Deste modo, esse autor defendeu que é pela narração que se toma conhecimento sobre os acontecimentos. As narrativas implicam na compreensão dos fundamentos históricos do desenvolvimento do indivíduo. Por isso, ao conhecer os acontecimentos, o crítico deve apontar suas consequências para os indivíduos. Porque mesmo anteriores, já não mais existindo, os acontecimentos produzem todo o futuro, pois estão ligados, entrelaçados ao indivíduo e demonstram sua visão de mundo, seu posicionamento no mundo e seu lugar nele, o abandonar de suas atividades e ocupações que o modificam. Às vezes escravos do seu nascimento, os indivíduos não são donos de si mesmos. Sobre essa análise de Vygotski, Toassa e Souza (2010, p. 760) consideram que “é possível perceber que a vivência pode estender-se ao passado e ao futuro da existência humana, presentificando elementos importantes na orientação das ações”.

De acordo com Vygotski (1999), as vivências guardam uma relação direta com o desenrolar das ações, explicam-nas e permitem estabelecer as semelhanças existentes entre elas. Podem imobilizar o indivíduo, arrancá-lo do círculo da vida, dos assuntos de interesse, romper seus vínculos habituais que lhe são simbólicos. E a inadaptação do indivíduo ao seu ambiente sociocultural também cria poderosos obstáculos no curso do seu desenvolvimento psíquico (VYGOTSKI, 1997c).
::::
* DESAFIOS
A: No trecho selecionado, reescreva tudo desde "De acordo com" até "psíquico (VYGOTSKI, 1997c).", substituindo "indivíduo" por "sujeito".
B: Com base no trecho selecionado, explique por que o crítico deve apontar as consequências dos acontecimentos para os indivíduos.
O material seguinte é independente do trecho selecionado.
::::
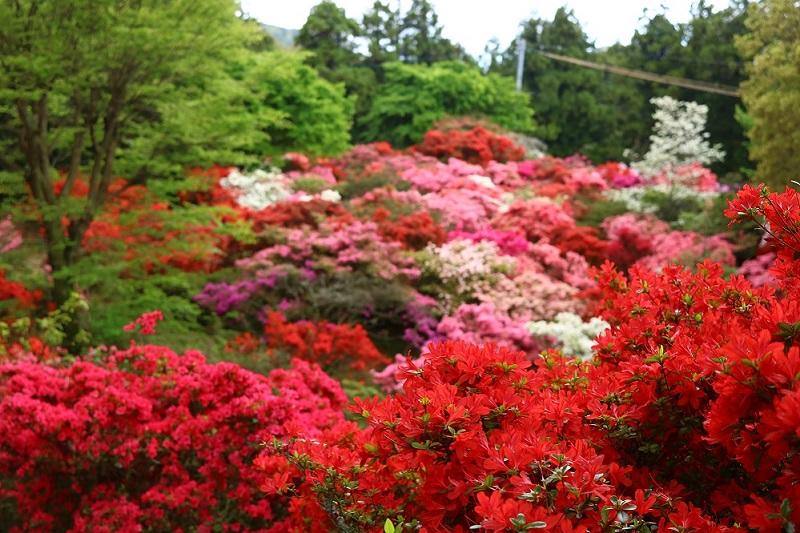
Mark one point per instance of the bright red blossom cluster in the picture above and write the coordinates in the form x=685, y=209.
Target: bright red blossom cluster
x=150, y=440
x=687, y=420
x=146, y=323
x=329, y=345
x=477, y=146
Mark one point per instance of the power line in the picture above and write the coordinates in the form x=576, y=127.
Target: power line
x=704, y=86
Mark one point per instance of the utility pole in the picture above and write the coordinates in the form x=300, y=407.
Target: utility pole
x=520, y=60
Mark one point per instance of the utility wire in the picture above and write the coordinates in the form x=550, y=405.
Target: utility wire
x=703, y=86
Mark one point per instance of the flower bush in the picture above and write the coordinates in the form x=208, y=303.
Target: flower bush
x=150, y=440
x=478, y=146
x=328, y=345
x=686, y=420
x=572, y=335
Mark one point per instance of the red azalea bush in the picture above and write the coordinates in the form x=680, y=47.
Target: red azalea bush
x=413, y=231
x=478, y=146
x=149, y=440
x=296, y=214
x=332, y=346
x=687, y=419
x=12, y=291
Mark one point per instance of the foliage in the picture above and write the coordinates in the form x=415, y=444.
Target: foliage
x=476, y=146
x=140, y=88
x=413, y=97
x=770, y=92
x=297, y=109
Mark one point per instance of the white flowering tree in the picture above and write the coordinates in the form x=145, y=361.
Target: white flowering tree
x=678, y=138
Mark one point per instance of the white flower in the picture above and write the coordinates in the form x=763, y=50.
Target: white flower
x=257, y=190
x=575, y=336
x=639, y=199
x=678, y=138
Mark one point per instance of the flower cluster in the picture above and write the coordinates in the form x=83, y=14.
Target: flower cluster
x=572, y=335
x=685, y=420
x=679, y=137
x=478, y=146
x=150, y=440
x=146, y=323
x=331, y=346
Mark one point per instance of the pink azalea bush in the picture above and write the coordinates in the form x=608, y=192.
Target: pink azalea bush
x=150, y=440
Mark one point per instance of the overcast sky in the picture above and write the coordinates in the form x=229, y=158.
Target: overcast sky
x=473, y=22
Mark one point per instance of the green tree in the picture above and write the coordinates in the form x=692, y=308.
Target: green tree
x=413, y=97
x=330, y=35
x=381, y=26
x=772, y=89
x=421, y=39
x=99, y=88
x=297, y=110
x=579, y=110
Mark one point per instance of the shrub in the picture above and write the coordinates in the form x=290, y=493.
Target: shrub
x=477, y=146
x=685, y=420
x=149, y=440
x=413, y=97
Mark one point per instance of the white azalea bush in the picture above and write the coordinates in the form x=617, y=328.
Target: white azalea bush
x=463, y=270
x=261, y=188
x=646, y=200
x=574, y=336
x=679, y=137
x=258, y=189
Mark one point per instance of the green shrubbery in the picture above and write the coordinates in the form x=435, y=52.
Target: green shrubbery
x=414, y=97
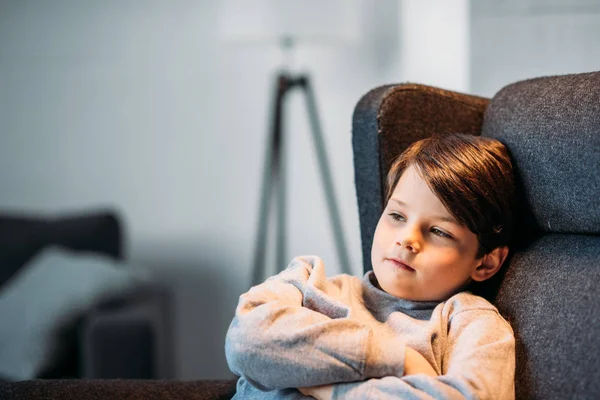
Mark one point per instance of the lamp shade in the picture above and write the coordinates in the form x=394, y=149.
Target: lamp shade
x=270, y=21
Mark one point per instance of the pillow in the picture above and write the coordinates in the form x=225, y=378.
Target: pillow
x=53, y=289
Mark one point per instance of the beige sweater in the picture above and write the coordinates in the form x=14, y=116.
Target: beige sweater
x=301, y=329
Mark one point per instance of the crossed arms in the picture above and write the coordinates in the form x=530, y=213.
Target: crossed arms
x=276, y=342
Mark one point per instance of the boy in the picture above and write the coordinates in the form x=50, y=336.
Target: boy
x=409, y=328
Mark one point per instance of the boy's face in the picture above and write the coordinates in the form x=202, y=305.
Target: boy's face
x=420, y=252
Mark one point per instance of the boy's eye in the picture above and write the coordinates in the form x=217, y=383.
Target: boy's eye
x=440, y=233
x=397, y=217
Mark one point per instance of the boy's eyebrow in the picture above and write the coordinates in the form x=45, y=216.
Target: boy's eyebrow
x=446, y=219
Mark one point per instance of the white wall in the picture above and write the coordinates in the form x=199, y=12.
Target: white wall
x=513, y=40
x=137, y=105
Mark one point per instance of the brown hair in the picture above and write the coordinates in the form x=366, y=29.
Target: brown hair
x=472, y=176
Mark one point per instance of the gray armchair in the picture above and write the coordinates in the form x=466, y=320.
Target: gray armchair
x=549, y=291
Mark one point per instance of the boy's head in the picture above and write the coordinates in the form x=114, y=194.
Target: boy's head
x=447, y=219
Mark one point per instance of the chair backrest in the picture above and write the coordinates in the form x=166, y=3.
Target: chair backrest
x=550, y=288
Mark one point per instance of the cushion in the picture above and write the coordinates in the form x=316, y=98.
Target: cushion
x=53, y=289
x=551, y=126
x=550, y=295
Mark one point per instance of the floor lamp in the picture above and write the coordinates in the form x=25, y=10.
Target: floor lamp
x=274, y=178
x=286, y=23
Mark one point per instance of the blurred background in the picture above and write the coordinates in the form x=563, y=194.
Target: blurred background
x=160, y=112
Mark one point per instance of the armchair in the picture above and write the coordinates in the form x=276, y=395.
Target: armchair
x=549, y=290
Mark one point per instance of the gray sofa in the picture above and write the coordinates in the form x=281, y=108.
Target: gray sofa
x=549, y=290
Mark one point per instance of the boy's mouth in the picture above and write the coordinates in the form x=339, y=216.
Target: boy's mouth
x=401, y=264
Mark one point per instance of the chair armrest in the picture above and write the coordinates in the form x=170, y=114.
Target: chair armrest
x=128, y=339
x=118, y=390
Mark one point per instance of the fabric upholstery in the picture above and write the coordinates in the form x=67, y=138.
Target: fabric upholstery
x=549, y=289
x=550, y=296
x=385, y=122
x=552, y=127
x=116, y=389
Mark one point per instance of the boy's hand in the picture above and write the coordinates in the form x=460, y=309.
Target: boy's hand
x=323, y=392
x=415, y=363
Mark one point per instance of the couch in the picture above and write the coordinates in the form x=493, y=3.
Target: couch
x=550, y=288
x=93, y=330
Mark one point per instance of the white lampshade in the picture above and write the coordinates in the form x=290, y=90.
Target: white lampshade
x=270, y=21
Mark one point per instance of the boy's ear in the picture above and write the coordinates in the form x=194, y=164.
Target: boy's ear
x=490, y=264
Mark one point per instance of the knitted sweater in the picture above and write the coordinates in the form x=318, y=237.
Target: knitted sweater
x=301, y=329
::::
* RESPOSTAS DAS TAREFAS
A:
De acordo com Vygotski (1999), as vivências guardam uma relação direta com o desenrolar das ações, explicam-nas e permitem estabelecer as semelhanças existentes entre elas. Podem imobilizar o sujeito, arrancá-lo do círculo da vida, dos assuntos de interesse, romper seus vínculos habituais que lhe são simbólicos. E a inadaptação do sujeito ao seu ambiente sociocultural também cria poderosos obstáculos no curso do seu desenvolvimento psíquico (VYGOTSKI, 1997c).

B: Mesmo sendo anteriores e já não existindo mais, os acontecimentos produzem todo o futuro. Isso ocorre porque estão ligados e entrelaçados ao indivíduo e demonstram sua visão de mundo, seu posicionamento no mundo e seu lugar nele.